:: Extracted information ::

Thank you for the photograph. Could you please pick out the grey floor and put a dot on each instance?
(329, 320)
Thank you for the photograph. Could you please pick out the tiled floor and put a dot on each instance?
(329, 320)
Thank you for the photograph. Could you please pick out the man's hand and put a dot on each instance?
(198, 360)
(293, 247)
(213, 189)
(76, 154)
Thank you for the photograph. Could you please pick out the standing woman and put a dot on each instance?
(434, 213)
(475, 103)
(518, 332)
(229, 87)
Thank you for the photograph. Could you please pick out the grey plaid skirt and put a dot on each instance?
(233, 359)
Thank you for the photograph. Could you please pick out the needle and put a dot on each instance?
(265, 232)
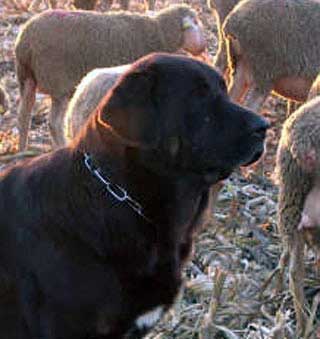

:::

* [Exercise brief] Reproduce every item above, substituting "place a point" for "put a dot" and leaving everything else unchanged. Omit the pictures from the output.

* [Exercise response]
Thank you for the photograph. Could you please pick out the grey floor and place a point on each instance?
(329, 320)
Thank you for the photograph. Could you please pick out the tiled floor and place a point on each instance?
(329, 320)
Thank you for the photograph. Could you please pick out the man's hand and place a point on each instance?
(198, 360)
(293, 247)
(213, 189)
(76, 154)
Thank you for the photograph. Could you please pick out the standing woman and place a point on each instance?
(434, 213)
(475, 103)
(518, 332)
(229, 87)
Thank you for the photograph. Could you please pick out the grey plaid skirt and place a point on each instance?
(233, 359)
Thank you for the photograph. Could you please pick out the needle and place a point on each instance?
(265, 232)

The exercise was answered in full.